(Records contained in a dataset)
>>>
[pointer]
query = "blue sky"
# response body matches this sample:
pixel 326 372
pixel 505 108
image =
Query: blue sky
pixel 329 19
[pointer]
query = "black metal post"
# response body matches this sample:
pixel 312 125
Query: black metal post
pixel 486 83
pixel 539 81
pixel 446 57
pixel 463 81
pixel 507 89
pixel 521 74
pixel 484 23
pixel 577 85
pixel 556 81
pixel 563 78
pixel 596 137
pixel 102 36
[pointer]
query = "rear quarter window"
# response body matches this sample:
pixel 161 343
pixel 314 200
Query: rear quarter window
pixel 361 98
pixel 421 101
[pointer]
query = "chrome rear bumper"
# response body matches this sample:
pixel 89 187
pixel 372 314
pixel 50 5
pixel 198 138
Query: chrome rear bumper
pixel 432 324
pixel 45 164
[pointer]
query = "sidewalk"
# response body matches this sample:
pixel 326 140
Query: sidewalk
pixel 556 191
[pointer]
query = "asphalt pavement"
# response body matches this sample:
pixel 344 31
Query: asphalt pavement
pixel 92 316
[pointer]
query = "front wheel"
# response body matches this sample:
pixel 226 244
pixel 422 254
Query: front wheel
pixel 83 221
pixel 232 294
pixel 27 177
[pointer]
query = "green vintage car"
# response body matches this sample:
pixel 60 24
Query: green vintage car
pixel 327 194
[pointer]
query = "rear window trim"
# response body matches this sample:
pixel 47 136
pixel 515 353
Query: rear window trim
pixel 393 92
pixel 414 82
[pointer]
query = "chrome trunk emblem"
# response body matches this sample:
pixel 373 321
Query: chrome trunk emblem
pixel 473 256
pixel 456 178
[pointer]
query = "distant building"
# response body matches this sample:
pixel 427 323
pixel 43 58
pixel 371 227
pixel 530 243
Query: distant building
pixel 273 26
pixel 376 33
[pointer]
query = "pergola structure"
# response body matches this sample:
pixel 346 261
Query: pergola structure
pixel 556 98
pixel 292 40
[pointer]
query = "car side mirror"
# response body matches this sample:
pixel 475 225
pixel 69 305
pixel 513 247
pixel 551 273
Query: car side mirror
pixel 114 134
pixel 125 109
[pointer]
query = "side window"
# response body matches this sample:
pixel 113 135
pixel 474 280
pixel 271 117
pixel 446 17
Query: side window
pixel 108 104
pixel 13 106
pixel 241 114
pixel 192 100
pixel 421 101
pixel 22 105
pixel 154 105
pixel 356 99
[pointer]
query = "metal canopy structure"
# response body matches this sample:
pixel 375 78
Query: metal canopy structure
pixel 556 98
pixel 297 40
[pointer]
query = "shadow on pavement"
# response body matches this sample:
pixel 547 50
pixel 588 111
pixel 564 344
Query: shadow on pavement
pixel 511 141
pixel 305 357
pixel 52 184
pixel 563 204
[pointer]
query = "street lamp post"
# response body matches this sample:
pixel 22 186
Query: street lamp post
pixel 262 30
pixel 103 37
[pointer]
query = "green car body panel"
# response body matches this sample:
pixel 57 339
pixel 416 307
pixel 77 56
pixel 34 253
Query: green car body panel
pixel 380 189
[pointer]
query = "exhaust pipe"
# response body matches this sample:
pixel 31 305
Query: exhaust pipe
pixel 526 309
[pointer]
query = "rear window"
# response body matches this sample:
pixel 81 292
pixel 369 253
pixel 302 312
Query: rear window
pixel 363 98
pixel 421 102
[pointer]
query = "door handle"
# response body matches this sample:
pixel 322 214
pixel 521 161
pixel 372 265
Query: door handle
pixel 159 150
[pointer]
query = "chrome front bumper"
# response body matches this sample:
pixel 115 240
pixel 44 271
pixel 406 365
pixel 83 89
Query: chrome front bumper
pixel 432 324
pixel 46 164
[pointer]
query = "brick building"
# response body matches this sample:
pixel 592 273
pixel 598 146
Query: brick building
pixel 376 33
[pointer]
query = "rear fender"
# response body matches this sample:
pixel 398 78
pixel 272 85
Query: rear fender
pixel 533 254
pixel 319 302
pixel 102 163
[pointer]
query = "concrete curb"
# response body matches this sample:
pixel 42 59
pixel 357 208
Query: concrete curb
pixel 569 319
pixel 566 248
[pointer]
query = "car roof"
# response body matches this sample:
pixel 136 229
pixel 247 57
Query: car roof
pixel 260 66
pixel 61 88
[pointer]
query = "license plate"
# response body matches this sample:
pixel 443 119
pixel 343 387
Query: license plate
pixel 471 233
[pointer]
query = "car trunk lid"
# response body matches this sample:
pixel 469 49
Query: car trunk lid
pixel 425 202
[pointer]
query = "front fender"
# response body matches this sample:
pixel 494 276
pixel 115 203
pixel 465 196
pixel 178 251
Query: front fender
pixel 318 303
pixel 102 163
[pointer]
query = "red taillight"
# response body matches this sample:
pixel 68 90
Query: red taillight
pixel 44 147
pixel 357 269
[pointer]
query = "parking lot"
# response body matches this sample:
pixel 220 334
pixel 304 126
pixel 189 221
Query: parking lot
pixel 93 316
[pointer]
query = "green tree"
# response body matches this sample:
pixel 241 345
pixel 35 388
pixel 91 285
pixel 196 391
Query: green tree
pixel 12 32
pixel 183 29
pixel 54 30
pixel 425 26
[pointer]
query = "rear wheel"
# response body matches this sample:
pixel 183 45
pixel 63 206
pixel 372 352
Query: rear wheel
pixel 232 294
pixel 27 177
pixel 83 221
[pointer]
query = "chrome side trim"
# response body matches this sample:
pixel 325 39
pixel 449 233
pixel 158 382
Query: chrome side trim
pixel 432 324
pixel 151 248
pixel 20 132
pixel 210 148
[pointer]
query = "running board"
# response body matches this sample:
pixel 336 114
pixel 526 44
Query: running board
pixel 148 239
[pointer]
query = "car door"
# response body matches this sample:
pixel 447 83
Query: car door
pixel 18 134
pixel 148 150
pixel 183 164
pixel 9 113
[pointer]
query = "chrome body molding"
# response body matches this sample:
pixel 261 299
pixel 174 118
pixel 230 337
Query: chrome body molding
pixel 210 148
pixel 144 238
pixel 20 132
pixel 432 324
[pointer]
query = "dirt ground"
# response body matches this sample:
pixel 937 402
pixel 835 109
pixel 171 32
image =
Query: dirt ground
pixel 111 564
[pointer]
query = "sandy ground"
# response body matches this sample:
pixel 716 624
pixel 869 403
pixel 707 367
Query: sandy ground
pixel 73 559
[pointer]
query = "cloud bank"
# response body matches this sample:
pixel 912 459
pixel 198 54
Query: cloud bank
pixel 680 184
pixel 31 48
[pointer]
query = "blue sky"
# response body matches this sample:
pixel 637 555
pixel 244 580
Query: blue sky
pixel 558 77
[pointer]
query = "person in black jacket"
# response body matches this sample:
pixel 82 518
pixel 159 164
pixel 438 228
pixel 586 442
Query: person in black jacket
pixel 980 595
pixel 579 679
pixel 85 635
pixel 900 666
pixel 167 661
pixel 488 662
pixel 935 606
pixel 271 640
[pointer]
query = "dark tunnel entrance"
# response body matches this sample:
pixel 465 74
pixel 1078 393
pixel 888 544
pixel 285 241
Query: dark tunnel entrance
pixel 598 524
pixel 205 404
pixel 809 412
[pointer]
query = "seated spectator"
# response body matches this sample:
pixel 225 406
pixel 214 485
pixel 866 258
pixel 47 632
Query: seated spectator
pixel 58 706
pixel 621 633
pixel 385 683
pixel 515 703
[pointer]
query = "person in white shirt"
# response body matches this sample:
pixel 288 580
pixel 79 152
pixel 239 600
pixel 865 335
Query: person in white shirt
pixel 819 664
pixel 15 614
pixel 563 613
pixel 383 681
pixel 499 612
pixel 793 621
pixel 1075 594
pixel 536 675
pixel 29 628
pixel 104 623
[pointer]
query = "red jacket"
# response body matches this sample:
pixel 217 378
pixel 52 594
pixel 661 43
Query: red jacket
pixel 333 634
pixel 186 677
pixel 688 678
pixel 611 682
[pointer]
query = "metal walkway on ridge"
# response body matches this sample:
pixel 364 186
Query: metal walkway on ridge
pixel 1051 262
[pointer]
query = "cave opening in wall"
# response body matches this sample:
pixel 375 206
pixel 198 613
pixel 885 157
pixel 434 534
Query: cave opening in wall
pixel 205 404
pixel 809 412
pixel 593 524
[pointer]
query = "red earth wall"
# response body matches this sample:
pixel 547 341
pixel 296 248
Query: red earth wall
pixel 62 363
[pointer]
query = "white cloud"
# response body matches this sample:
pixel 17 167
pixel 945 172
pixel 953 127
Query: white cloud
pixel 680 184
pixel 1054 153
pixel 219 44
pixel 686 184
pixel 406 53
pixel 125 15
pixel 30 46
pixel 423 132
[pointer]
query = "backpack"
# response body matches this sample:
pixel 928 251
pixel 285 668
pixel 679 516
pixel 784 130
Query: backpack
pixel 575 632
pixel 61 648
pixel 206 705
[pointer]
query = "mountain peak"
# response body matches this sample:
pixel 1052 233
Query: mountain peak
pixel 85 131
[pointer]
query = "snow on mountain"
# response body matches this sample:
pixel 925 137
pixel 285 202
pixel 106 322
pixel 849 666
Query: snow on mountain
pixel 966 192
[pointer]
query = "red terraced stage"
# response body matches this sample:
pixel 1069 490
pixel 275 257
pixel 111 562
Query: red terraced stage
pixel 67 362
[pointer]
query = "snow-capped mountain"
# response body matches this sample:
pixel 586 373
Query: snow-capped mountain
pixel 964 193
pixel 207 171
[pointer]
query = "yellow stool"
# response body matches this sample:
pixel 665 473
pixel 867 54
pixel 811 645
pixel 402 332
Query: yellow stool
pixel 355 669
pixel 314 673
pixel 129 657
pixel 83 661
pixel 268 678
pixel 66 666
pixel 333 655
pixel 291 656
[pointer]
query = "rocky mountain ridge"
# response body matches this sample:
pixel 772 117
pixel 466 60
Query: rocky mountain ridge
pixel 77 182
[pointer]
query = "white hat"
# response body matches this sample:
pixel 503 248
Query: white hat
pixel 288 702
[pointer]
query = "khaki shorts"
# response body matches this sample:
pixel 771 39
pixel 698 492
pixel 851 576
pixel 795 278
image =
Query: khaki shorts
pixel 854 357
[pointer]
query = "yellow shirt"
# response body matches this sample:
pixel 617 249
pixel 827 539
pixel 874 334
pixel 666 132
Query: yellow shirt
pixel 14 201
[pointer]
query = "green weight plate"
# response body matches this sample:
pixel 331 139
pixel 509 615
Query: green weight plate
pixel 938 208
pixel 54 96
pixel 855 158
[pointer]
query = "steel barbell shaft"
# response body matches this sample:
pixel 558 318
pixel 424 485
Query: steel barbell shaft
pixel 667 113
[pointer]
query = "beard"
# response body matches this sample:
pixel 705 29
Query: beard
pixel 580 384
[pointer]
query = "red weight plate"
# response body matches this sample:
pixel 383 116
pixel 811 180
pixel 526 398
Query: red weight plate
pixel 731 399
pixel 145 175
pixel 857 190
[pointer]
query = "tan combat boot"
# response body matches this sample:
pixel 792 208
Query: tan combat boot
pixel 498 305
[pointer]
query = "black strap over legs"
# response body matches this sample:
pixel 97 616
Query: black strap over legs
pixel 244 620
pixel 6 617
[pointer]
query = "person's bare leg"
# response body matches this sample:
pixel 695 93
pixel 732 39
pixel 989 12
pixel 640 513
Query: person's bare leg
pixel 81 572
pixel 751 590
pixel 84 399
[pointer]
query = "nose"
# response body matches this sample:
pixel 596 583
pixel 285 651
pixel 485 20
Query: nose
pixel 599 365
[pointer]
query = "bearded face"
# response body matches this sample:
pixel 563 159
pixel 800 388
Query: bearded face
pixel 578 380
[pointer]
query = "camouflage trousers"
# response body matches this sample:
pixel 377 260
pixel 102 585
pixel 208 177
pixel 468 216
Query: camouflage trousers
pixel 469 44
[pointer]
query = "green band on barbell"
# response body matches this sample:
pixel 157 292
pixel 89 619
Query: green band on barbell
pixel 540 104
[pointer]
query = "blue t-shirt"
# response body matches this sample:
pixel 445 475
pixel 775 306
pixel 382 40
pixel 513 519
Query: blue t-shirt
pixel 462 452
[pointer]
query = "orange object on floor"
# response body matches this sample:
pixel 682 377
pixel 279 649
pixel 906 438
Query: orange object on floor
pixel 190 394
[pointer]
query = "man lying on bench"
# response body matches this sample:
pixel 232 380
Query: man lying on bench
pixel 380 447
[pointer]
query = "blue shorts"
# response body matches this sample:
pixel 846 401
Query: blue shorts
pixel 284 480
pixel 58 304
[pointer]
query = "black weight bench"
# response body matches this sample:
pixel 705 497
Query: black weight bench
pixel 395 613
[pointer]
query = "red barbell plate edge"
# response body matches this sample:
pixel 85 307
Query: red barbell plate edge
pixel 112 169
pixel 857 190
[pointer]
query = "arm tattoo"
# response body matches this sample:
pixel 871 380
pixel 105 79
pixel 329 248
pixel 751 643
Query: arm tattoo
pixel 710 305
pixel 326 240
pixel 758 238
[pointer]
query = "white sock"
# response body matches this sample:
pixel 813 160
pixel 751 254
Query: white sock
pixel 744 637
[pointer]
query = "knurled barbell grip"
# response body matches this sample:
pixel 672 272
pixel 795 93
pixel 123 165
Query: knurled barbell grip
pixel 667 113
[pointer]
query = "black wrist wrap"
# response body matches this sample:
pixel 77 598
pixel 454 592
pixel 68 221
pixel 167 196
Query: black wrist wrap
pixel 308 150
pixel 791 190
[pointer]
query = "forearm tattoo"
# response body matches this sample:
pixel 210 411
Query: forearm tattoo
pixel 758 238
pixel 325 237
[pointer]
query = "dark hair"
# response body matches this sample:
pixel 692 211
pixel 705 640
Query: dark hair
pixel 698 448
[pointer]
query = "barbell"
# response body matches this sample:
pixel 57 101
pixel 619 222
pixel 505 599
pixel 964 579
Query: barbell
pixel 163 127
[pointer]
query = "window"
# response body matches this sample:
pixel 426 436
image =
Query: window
<<<
* _WHAT IS REQUIRED_: Your reply must contain exactly the lines from the first line of the data through the line holding "pixel 372 314", and nothing more.

* _EXPECTED ANSWER_:
[pointer]
query = "blue sky"
# response body matches this sample:
pixel 326 372
pixel 505 108
image =
Query: blue sky
pixel 329 19
[pointer]
query = "black metal post"
# response body matches this sample:
pixel 312 125
Query: black metal post
pixel 486 83
pixel 539 81
pixel 446 57
pixel 463 81
pixel 507 89
pixel 521 74
pixel 484 23
pixel 577 85
pixel 556 81
pixel 563 78
pixel 596 137
pixel 102 36
[pointer]
query = "rear quarter window"
# response body matches this sample:
pixel 161 343
pixel 314 200
Query: rear quarter window
pixel 361 98
pixel 421 101
[pointer]
query = "chrome rear bumper"
# response body matches this sample:
pixel 89 187
pixel 372 314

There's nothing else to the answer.